EXERCISE AIM: Working from the records beneath this line, reproduce each one exactly.

RECORDS PROVIDED:
━━━━

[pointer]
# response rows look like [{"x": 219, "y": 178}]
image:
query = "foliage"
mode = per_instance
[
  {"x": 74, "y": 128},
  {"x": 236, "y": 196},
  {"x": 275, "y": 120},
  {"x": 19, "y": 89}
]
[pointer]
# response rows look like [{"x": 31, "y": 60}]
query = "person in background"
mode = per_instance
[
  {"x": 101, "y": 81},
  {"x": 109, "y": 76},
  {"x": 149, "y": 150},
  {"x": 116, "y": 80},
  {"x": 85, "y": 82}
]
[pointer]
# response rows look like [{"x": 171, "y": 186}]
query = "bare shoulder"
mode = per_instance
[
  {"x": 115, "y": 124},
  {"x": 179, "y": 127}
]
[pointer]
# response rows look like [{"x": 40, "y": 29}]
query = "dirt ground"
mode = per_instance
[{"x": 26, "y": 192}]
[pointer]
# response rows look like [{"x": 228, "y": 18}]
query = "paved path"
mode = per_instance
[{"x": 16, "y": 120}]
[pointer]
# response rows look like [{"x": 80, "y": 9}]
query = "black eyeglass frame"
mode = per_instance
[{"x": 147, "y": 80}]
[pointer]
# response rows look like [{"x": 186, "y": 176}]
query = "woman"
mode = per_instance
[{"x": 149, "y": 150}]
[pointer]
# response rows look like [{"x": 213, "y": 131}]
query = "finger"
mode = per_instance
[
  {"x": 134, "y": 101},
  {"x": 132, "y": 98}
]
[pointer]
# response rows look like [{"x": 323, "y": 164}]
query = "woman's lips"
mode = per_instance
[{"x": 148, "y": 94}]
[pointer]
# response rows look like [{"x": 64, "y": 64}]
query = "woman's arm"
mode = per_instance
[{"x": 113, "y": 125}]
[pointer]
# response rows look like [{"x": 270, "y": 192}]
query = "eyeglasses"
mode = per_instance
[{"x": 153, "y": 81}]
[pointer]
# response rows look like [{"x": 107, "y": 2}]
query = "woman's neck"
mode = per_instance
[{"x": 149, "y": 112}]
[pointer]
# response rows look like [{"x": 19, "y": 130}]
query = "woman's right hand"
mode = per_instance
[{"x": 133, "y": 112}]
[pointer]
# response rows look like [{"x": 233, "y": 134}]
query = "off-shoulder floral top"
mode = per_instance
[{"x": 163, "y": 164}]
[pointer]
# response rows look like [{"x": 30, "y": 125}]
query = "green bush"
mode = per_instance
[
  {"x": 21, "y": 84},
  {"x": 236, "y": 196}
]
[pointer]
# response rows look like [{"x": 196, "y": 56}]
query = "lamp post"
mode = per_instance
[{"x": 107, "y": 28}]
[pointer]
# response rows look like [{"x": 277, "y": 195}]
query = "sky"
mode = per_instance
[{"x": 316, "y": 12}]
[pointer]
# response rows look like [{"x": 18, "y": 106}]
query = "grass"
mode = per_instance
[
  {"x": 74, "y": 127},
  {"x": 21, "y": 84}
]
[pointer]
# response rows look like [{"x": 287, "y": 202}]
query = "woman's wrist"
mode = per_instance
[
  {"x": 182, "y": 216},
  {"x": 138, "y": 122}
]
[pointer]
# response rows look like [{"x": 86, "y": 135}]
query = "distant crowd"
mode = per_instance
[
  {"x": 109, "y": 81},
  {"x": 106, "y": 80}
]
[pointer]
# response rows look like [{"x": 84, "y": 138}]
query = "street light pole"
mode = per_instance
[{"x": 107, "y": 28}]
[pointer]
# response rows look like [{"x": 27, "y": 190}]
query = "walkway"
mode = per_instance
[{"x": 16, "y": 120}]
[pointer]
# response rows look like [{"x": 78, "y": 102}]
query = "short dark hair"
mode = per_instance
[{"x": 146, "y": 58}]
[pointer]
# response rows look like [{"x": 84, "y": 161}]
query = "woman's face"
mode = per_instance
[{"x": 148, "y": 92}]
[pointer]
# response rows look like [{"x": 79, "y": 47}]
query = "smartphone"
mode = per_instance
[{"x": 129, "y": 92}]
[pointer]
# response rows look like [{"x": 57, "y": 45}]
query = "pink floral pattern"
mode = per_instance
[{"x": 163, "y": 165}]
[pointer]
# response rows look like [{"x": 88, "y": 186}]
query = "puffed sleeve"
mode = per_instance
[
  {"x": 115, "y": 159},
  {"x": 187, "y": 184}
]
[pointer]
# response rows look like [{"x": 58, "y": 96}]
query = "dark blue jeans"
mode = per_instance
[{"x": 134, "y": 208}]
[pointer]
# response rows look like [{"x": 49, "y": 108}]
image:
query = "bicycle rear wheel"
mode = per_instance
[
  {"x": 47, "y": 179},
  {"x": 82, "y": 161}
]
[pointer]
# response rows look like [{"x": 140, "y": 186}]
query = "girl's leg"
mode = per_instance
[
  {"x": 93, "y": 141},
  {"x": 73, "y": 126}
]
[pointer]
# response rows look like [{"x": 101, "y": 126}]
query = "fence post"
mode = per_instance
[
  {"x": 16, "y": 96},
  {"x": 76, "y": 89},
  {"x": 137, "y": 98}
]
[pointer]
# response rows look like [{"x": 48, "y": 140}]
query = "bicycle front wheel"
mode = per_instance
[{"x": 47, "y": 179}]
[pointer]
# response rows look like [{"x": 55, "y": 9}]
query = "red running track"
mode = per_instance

━━━━

EXPECTED ANSWER:
[pointer]
# response rows look like [{"x": 219, "y": 178}]
image:
query = "foliage"
mode = per_instance
[
  {"x": 74, "y": 128},
  {"x": 236, "y": 196},
  {"x": 275, "y": 120},
  {"x": 19, "y": 89}
]
[pointer]
# response rows look like [{"x": 31, "y": 60}]
query = "person in background"
mode = per_instance
[
  {"x": 101, "y": 81},
  {"x": 109, "y": 76},
  {"x": 149, "y": 150},
  {"x": 116, "y": 80},
  {"x": 85, "y": 82}
]
[pointer]
# response rows look like [{"x": 171, "y": 186}]
query = "bare shoulder"
mode = per_instance
[
  {"x": 115, "y": 124},
  {"x": 179, "y": 127}
]
[pointer]
# response rows look like [{"x": 40, "y": 29}]
query = "dirt ground"
mode = per_instance
[{"x": 26, "y": 192}]
[pointer]
# response rows look like [{"x": 228, "y": 18}]
query = "paved path"
mode = per_instance
[{"x": 16, "y": 120}]
[pointer]
# response rows look like [{"x": 80, "y": 9}]
query = "black eyeglass frame"
mode = per_instance
[{"x": 147, "y": 80}]
[pointer]
# response rows look like [{"x": 186, "y": 176}]
query = "woman"
mode = per_instance
[{"x": 149, "y": 150}]
[pointer]
# response rows look like [{"x": 213, "y": 131}]
query = "finger"
mode = per_instance
[
  {"x": 134, "y": 101},
  {"x": 132, "y": 98}
]
[pointer]
# response rows look like [{"x": 323, "y": 164}]
query = "woman's lips"
mode = per_instance
[{"x": 148, "y": 94}]
[pointer]
# response rows look like [{"x": 64, "y": 64}]
query = "woman's arm"
mode = per_instance
[{"x": 113, "y": 125}]
[pointer]
# response rows look like [{"x": 270, "y": 192}]
query = "eyeglasses"
mode = per_instance
[{"x": 153, "y": 81}]
[pointer]
# response rows look like [{"x": 107, "y": 2}]
query = "woman's neck"
mode = per_instance
[{"x": 149, "y": 112}]
[pointer]
# response rows look like [{"x": 19, "y": 130}]
query = "woman's right hand"
mode = per_instance
[{"x": 133, "y": 112}]
[pointer]
# response rows look like [{"x": 233, "y": 134}]
query = "off-shoulder floral top"
mode = per_instance
[{"x": 163, "y": 164}]
[pointer]
# response rows look like [{"x": 30, "y": 125}]
query = "green bush"
mode = per_instance
[
  {"x": 21, "y": 84},
  {"x": 236, "y": 196}
]
[pointer]
# response rows look like [{"x": 196, "y": 56}]
query = "lamp post"
mode = per_instance
[{"x": 107, "y": 28}]
[pointer]
# response rows look like [{"x": 277, "y": 195}]
query = "sky"
mode = per_instance
[{"x": 316, "y": 12}]
[pointer]
# response rows look like [{"x": 18, "y": 106}]
query = "grass"
mode = per_instance
[
  {"x": 74, "y": 127},
  {"x": 21, "y": 84}
]
[pointer]
# response rows look like [{"x": 287, "y": 202}]
query = "woman's wrist"
mode = per_instance
[
  {"x": 182, "y": 216},
  {"x": 138, "y": 122}
]
[pointer]
# response rows look like [{"x": 86, "y": 135}]
query = "distant crowd"
mode = per_instance
[
  {"x": 109, "y": 81},
  {"x": 106, "y": 80}
]
[pointer]
# response rows look like [{"x": 84, "y": 138}]
query = "street light pole"
mode = per_instance
[{"x": 107, "y": 28}]
[pointer]
# response rows look like [{"x": 27, "y": 190}]
query = "walkway"
mode = per_instance
[{"x": 16, "y": 120}]
[pointer]
# response rows look like [{"x": 78, "y": 102}]
query = "short dark hair"
mode = per_instance
[{"x": 146, "y": 58}]
[pointer]
# response rows look like [{"x": 84, "y": 161}]
query = "woman's face"
mode = per_instance
[{"x": 148, "y": 92}]
[pointer]
# response rows look like [{"x": 79, "y": 47}]
query = "smartphone"
mode = per_instance
[{"x": 129, "y": 92}]
[pointer]
# response rows look like [{"x": 57, "y": 45}]
query = "pink floral pattern"
mode = per_instance
[{"x": 163, "y": 165}]
[pointer]
# response rows look like [{"x": 88, "y": 186}]
query = "puffed sleeve"
mode = per_instance
[
  {"x": 115, "y": 159},
  {"x": 187, "y": 184}
]
[pointer]
# response rows look like [{"x": 58, "y": 96}]
query = "dark blue jeans"
mode = per_instance
[{"x": 134, "y": 208}]
[pointer]
# response rows look like [{"x": 49, "y": 108}]
image:
query = "bicycle rear wheel"
mode = per_instance
[
  {"x": 47, "y": 179},
  {"x": 82, "y": 161}
]
[pointer]
# response rows look like [{"x": 140, "y": 186}]
query = "girl's leg"
mode = per_instance
[
  {"x": 93, "y": 141},
  {"x": 73, "y": 126}
]
[pointer]
# response rows look like [{"x": 101, "y": 126}]
query = "fence post"
mode = per_instance
[
  {"x": 16, "y": 96},
  {"x": 76, "y": 89},
  {"x": 137, "y": 98}
]
[pointer]
# response rows look like [{"x": 48, "y": 140}]
query = "bicycle front wheel"
mode = per_instance
[{"x": 47, "y": 179}]
[pointer]
# response rows look like [{"x": 55, "y": 9}]
query = "red running track"
mode = per_instance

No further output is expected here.